**THE PROBLEM**.
Please copy the lines below from the one containing "Camera-trap review: tag the blue" through the last line, substituting "square" for "plaza" and leaving everything else unchanged.

**MATERIAL SHOWN**.
-- start --
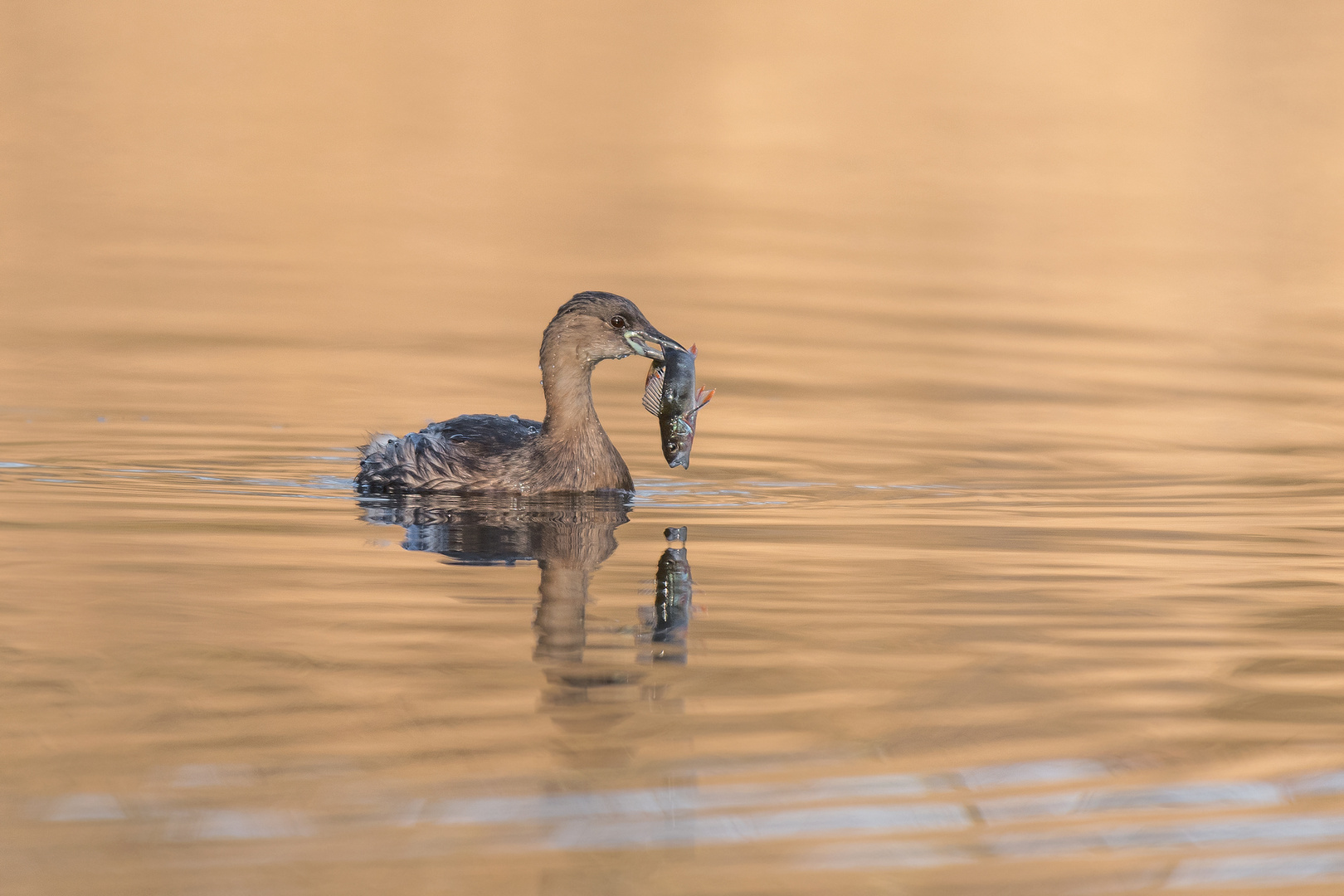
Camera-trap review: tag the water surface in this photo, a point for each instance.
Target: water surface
(1015, 527)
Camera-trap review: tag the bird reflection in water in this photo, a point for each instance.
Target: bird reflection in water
(587, 692)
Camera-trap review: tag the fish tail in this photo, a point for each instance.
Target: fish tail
(654, 390)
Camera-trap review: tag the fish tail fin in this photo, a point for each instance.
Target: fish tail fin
(654, 390)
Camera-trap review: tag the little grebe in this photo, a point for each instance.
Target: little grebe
(569, 451)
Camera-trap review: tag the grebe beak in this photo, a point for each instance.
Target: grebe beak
(648, 343)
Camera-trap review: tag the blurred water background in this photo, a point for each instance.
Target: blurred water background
(1015, 525)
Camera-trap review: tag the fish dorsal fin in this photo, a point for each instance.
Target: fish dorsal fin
(654, 390)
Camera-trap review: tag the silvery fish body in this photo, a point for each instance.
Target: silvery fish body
(670, 394)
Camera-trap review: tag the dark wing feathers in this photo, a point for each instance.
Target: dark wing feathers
(444, 455)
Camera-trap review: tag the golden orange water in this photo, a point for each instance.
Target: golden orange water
(1015, 524)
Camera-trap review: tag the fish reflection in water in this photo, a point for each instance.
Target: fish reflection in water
(569, 536)
(670, 617)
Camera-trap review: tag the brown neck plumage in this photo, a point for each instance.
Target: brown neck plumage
(567, 382)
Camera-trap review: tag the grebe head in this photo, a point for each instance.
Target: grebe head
(602, 325)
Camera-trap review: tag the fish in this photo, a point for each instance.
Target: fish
(671, 395)
(672, 598)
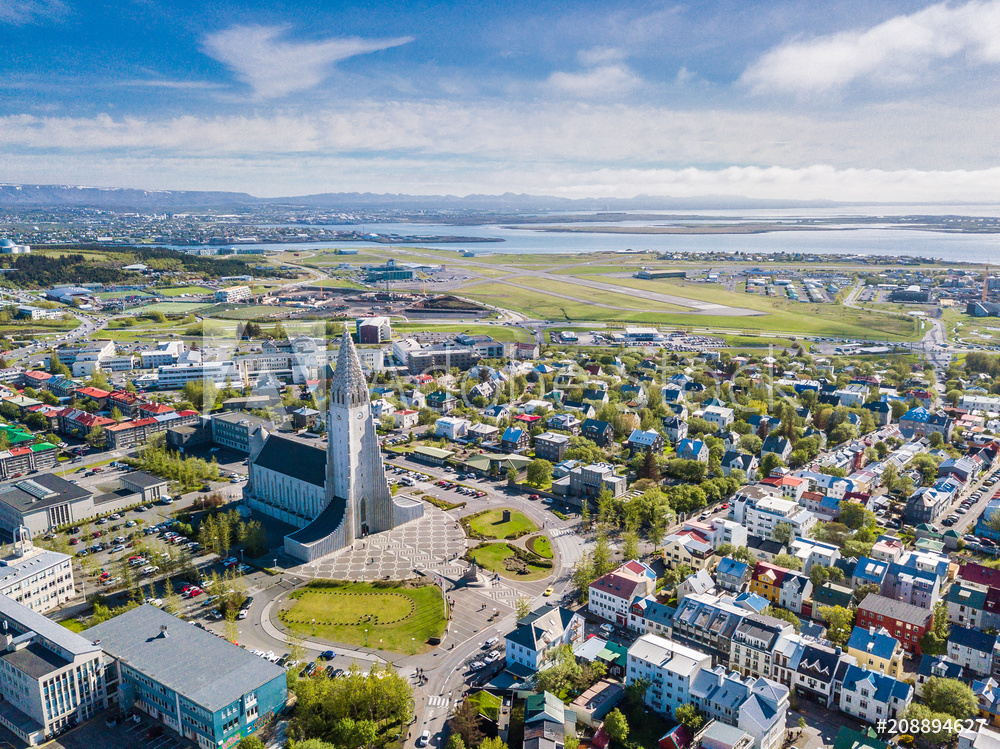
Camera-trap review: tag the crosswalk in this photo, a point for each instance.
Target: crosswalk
(439, 701)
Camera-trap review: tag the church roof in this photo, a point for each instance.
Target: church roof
(295, 458)
(348, 378)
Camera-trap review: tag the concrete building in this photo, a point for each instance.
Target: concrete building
(536, 634)
(234, 294)
(333, 496)
(202, 686)
(373, 329)
(50, 678)
(233, 429)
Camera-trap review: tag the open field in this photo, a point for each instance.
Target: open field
(178, 290)
(393, 615)
(498, 332)
(491, 556)
(491, 524)
(171, 308)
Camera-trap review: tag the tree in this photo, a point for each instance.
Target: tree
(950, 696)
(863, 591)
(689, 716)
(539, 472)
(925, 717)
(855, 515)
(602, 556)
(95, 436)
(839, 621)
(787, 560)
(522, 607)
(630, 545)
(739, 553)
(769, 462)
(784, 615)
(783, 533)
(616, 726)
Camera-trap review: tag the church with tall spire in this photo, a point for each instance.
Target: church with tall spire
(336, 496)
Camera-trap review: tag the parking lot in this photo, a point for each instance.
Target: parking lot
(125, 734)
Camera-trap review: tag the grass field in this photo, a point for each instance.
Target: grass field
(498, 332)
(782, 316)
(491, 556)
(393, 615)
(541, 546)
(178, 290)
(175, 307)
(491, 524)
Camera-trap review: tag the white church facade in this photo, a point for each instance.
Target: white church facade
(333, 496)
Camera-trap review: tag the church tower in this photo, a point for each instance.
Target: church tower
(354, 470)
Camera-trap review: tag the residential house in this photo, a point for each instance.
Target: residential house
(689, 449)
(514, 440)
(731, 574)
(675, 428)
(753, 645)
(565, 423)
(877, 650)
(611, 595)
(906, 622)
(600, 432)
(873, 697)
(452, 428)
(537, 633)
(687, 547)
(736, 461)
(648, 441)
(551, 446)
(972, 649)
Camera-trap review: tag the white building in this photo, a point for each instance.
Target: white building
(718, 415)
(36, 578)
(166, 352)
(452, 428)
(611, 596)
(670, 669)
(234, 294)
(50, 678)
(767, 513)
(543, 629)
(175, 376)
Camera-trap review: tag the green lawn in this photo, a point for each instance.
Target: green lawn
(491, 556)
(541, 546)
(491, 524)
(178, 290)
(175, 307)
(784, 317)
(396, 616)
(497, 332)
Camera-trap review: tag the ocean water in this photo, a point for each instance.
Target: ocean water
(862, 240)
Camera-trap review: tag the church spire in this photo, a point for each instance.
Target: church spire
(349, 387)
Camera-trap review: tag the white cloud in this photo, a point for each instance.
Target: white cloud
(899, 51)
(19, 12)
(602, 81)
(274, 67)
(574, 149)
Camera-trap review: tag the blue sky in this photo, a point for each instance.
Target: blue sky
(841, 100)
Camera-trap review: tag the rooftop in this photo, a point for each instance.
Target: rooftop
(205, 669)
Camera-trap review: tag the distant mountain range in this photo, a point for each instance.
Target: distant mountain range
(72, 196)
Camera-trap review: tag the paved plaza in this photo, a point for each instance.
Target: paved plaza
(423, 544)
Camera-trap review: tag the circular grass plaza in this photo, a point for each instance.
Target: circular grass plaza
-- end --
**EXPECTED OUTPUT**.
Camera-trap review: tag the blue sky in this photo, a point for each instance.
Target: blue sky
(841, 100)
Camera-trap review: tag the rooftop in this photo, a point for each instance.
Target: rooftop
(205, 669)
Camera-trap review: tag the distant mountain range in this photo, a point for each instance.
Target: distant mountain range
(72, 196)
Camera-trap review: tag the paved square in this photo, a point for each instance.
Target: paved square
(423, 544)
Camera-trap review: tag the circular grass square in this photo, a point for each instance.
Target: circular grass square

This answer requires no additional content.